▸ TASK PROMPT: Please write out every line of the listing below as a JSON list of strings, one string per line, leaving out any blank lines.

▸ LISTING:
_ _ _ _
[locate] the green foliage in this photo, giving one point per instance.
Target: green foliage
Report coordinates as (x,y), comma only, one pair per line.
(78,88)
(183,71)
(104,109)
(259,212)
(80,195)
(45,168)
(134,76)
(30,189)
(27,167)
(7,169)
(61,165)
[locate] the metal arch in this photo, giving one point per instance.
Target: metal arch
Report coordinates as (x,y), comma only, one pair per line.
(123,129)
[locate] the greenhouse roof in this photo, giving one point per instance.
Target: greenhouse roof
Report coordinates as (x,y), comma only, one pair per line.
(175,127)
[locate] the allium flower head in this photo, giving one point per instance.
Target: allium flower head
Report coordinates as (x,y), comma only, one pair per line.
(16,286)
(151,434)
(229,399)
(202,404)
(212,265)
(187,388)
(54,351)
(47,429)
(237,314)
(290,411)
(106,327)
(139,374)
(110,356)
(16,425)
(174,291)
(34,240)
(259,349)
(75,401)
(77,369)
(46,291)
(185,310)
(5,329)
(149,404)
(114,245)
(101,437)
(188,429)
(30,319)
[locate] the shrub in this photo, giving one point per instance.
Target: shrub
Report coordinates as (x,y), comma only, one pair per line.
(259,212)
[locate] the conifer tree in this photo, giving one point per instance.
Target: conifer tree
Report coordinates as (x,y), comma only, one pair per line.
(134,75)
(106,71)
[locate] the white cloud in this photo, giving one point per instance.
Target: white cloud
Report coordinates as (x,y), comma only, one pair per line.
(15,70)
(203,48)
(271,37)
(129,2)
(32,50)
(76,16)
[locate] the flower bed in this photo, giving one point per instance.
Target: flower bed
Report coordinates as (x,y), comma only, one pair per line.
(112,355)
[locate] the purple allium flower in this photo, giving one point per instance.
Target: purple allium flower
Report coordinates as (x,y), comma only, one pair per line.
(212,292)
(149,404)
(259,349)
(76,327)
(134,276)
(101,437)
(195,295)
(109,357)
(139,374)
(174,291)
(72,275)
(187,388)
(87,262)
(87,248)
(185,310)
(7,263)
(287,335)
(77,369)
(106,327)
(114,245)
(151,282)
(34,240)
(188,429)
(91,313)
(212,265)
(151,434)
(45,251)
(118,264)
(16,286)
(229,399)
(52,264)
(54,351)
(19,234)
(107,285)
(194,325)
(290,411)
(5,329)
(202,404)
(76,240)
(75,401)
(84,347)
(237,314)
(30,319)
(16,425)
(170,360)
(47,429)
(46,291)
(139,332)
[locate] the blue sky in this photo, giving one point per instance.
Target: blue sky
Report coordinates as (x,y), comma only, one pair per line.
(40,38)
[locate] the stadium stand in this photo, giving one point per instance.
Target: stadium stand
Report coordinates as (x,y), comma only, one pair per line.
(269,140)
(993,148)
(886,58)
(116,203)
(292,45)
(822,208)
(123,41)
_ _ _ _
▸ EXERCISE RESULT:
[
  "[locate] the green foliage in this photo, giving one point per instance.",
  "Target: green foliage",
  "Report coordinates as (x,y), comma only, one pair per line.",
  "(78,88)",
  "(183,71)",
  "(104,109)",
  "(259,212)",
  "(80,195)",
  "(45,168)",
  "(134,76)",
  "(30,189)",
  "(27,167)",
  "(7,169)",
  "(61,165)",
  "[locate] the metal arch in this photo, giving one point per instance.",
  "Target: metal arch",
  "Report coordinates as (x,y), comma only, one pair per line.",
  "(123,129)",
  "[locate] the greenhouse roof in this photo, giving one point per instance.",
  "Target: greenhouse roof",
  "Report coordinates as (x,y), comma only, one pair per line.",
  "(175,127)",
  "[locate] the allium flower head in this photo, giving one point per instance.",
  "Target: allium flower head",
  "Report coordinates as (x,y), comma only, one pair per line.",
  "(16,286)",
  "(151,434)",
  "(229,399)",
  "(202,404)",
  "(212,265)",
  "(187,388)",
  "(54,351)",
  "(47,429)",
  "(237,314)",
  "(290,411)",
  "(106,327)",
  "(139,374)",
  "(110,356)",
  "(16,425)",
  "(174,291)",
  "(34,240)",
  "(259,349)",
  "(75,401)",
  "(77,369)",
  "(46,291)",
  "(185,310)",
  "(5,329)",
  "(149,404)",
  "(114,245)",
  "(101,437)",
  "(188,429)",
  "(30,319)",
  "[locate] the shrub in this photo, giving one point per instance.",
  "Target: shrub",
  "Report coordinates as (x,y), comma only, one pair per line.",
  "(259,212)",
  "[locate] the conifer tree in this photo, giving one point per instance.",
  "Target: conifer tree",
  "Report coordinates as (x,y), comma only, one pair per line.",
  "(134,75)",
  "(106,71)",
  "[locate] the white cloud in this photo, giving one point per instance.",
  "Target: white cloud",
  "Report coordinates as (x,y), comma only, one pair per line.",
  "(15,70)",
  "(203,48)",
  "(271,37)",
  "(129,2)",
  "(32,50)",
  "(76,16)",
  "[locate] the flower bed in this photo, giving one point per instance.",
  "Target: flower bed",
  "Report coordinates as (x,y), comma only, one pair per line.",
  "(112,355)",
  "[locate] the purple allium flower in this photo, giving one point per instance.",
  "Target: purple allium flower",
  "Report coordinates as (x,y), comma only, one pair per line.",
  "(212,292)",
  "(149,404)",
  "(259,349)",
  "(76,327)",
  "(134,276)",
  "(101,437)",
  "(195,295)",
  "(109,357)",
  "(139,374)",
  "(174,291)",
  "(72,275)",
  "(187,388)",
  "(87,262)",
  "(87,248)",
  "(185,310)",
  "(7,263)",
  "(287,335)",
  "(77,369)",
  "(106,327)",
  "(114,245)",
  "(151,282)",
  "(34,240)",
  "(188,429)",
  "(91,313)",
  "(212,265)",
  "(151,434)",
  "(45,251)",
  "(118,264)",
  "(16,286)",
  "(229,399)",
  "(52,264)",
  "(54,351)",
  "(19,234)",
  "(107,285)",
  "(194,325)",
  "(290,411)",
  "(5,329)",
  "(202,404)",
  "(76,240)",
  "(75,401)",
  "(84,347)",
  "(237,314)",
  "(30,319)",
  "(16,425)",
  "(170,360)",
  "(47,429)",
  "(46,291)",
  "(139,332)",
  "[locate] the blue sky in this photo, giving one point per instance.",
  "Target: blue sky",
  "Report coordinates as (x,y), comma only, one pair per line.",
  "(40,38)",
  "[locate] the stadium stand in this photo, giving one point per instance.",
  "Target: stadium stand",
  "Report coordinates as (x,y), comma only, one pair per line.",
  "(269,140)",
  "(993,148)",
  "(886,58)",
  "(116,203)",
  "(292,45)",
  "(822,208)",
  "(123,41)"
]